##### LESETEXT
Freiwilliges Engagement

Tinner, der sich vor rund vier Jahren hat frühpensionieren lassen und bis dahin als Elektriker tätig war, ordnet die Warmhalteboxen und packt sie in seinen Wagen. Sein Auto ist übrigens einer der Gründe, warum er sich als Lieferant für den Mahlzeitendienst gemeldet hat. «So kann ich regelmässig mein Elektroauto in Bewegung halten», erklärt er. Für die ersten drei Lieferungen braucht er das Auto aber nicht: Diese trägt er direkt zu den Alterswohnungen neben dem «Haus am Bach». Die Besuche bei den Bewohnenden zeigen: Die Kundschaft kennt Tinner, freut sich, ihn zu sehen, wechselt ein paar Worte, je nachdem, wie gesprächsfreudig man ist. Tinner ist aufgestellt, macht Witze und nimmt sich ein paar Minuten für ein Gespräch. Allzu viel Zeit hat er aber nicht – schliesslich möchten alle Kunden bis am Mittag die Box zu Hause haben.

Der Vilterser wurde in einem Gespräch mit «Haus am Bach»-Chefkoch Marco Lutz für die Aufgabe angefragt. Nebst ihm sind drei weitere freiwillige Lieferantinnen und Lieferanten im Einsatz, die Autospesen werden ihnen vergütet. Sie wechseln sich alle vier Wochen ab; wenn man verhindert ist, wird eingesprungen. Auf die Frage, welche Voraussetzungen für den Job nötig sind, antwortet Tinner: «Man muss gerne Auto fahren, Ortskenntnisse sind auch nicht schlecht – und natürlich muss man die Zeit dazu haben.»

Zufriedene Kundschaft

Nach der Lieferung in den Alterswohnungen geht die Tour los, zuerst nach Vilters, dann nach Wangs. Elf Stationen fährt Tinner ab. Er kennt Schleichwege und die Kunden, weiss, wie «zwäg» sie sind, und nimmt sich bei Bedarf Zeit für einen Schwatz. Der Service und der Kontakt werden von der Kundschaft geschätzt, und so halten sie sich mit Komplimenten nicht zurück. Sie seien sehr zufrieden mit dem Dienst und das Essen schmecke ihnen sehr.

Die Wertschätzung freut Tinner. In der Pension etwas zurückgeben, den Kontakt mit Mitmenschen pflegen und einer sinnvollen Aufgabe nachgehen sind die Beweggründe für den Einsatz. «Die Menschen sind auf unser zuverlässiges Liefern angewiesen», betont er. Nicht zu vergessen ist die soziale Bedeutung, spielt doch Einsamkeit gerade bei Seniorinnen und Senioren eine Rolle. So ist nicht ausgeschlossen, dass die Lieferanten teilweise die einzigen Kontakte sind, die die Bezüger an einem Tag haben.
##########
# [AUFGABE 1]
Zeige jede Zeile der Einträge unten, in der die Zeichenfolge „palm“ vorkommt, unverändert an.
##### EINTRÄGE
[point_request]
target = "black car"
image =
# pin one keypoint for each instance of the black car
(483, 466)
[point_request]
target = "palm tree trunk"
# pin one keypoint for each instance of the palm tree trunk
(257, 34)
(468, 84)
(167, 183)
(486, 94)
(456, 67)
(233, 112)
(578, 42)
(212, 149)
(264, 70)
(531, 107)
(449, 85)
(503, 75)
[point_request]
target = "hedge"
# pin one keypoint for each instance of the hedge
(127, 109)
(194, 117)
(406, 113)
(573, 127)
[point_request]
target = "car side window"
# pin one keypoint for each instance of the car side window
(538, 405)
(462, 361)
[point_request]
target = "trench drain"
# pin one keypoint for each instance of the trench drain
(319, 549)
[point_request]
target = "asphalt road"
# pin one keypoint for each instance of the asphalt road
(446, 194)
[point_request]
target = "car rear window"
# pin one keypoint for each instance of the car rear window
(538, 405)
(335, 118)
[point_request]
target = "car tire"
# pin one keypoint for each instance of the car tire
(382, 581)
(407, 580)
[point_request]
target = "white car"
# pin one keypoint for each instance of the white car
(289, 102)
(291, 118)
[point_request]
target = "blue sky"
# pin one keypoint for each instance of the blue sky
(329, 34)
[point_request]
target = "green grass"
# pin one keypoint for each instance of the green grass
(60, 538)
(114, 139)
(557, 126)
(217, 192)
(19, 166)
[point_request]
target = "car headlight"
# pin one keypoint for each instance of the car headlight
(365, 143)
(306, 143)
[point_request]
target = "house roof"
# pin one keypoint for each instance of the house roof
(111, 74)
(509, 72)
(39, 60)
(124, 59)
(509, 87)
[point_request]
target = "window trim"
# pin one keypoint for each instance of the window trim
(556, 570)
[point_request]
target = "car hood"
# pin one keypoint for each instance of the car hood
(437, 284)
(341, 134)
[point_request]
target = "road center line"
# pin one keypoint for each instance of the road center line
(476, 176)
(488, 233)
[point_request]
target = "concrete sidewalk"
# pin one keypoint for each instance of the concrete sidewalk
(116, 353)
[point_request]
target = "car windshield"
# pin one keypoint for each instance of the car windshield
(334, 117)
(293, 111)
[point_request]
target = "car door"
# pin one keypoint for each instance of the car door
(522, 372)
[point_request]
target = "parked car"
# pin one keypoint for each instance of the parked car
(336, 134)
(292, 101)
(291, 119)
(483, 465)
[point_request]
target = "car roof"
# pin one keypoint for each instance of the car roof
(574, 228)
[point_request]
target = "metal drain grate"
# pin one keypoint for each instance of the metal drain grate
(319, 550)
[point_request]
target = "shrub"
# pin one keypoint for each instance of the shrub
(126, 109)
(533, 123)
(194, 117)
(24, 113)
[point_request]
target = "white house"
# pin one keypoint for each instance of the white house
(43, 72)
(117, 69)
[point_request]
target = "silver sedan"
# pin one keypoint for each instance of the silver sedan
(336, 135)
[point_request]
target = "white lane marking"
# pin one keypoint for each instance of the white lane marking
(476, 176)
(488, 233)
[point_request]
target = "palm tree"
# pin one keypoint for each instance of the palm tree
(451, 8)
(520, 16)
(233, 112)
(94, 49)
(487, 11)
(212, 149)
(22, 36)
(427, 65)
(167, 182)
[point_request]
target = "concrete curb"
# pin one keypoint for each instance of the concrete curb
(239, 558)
##########
##### EINTRÄGE
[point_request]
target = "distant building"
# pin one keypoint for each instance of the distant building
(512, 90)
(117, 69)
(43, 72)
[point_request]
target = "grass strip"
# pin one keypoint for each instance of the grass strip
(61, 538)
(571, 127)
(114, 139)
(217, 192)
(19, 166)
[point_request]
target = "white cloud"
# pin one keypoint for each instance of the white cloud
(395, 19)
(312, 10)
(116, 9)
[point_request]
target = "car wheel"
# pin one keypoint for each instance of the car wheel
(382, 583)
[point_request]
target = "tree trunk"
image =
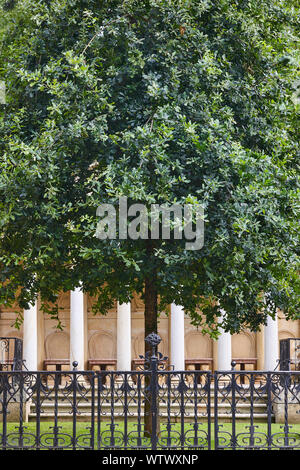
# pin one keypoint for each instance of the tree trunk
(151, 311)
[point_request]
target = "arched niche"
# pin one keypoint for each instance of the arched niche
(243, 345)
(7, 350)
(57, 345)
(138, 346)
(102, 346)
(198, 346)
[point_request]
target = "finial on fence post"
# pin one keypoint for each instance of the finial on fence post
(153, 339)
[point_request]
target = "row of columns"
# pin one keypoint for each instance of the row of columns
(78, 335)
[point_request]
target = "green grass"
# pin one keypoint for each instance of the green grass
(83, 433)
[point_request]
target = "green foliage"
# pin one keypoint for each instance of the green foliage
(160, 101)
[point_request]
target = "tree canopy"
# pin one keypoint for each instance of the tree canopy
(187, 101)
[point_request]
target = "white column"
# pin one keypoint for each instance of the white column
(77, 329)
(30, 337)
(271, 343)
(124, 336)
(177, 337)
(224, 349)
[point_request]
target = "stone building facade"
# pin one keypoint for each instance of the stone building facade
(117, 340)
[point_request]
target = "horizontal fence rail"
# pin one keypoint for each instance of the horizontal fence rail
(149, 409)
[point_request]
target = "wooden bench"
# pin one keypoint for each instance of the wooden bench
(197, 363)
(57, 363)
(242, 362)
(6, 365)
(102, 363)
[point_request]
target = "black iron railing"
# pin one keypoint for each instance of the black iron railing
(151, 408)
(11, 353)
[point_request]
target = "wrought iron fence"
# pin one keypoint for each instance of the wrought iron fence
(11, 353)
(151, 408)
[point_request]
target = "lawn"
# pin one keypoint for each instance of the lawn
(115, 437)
##########
# [AUFGABE 2]
Tausche im Lesetext „Warmhalteboxen“ gegen „Thermoboxen“ aus und gib alles von „Tinner, der sich“ bis hinunter zu „zu Hause haben.“ wieder.

# [RICHTIGE ANTWORT 1]
target = "palm tree trunk"
# pin one keypoint for each instance of the palm tree trunk
target = "palm tree"
# pin one keypoint for each instance of the palm tree

# [RICHTIGE ANTWORT 2]
Tinner, der sich vor rund vier Jahren hat frühpensionieren lassen und bis dahin als Elektriker tätig war, ordnet die Thermoboxen und packt sie in seinen Wagen. Sein Auto ist übrigens einer der Gründe, warum er sich als Lieferant für den Mahlzeitendienst gemeldet hat. «So kann ich regelmässig mein Elektroauto in Bewegung halten», erklärt er. Für die ersten drei Lieferungen braucht er das Auto aber nicht: Diese trägt er direkt zu den Alterswohnungen neben dem «Haus am Bach». Die Besuche bei den Bewohnenden zeigen: Die Kundschaft kennt Tinner, freut sich, ihn zu sehen, wechselt ein paar Worte, je nachdem, wie gesprächsfreudig man ist. Tinner ist aufgestellt, macht Witze und nimmt sich ein paar Minuten für ein Gespräch. Allzu viel Zeit hat er aber nicht – schliesslich möchten alle Kunden bis am Mittag die Box zu Hause haben.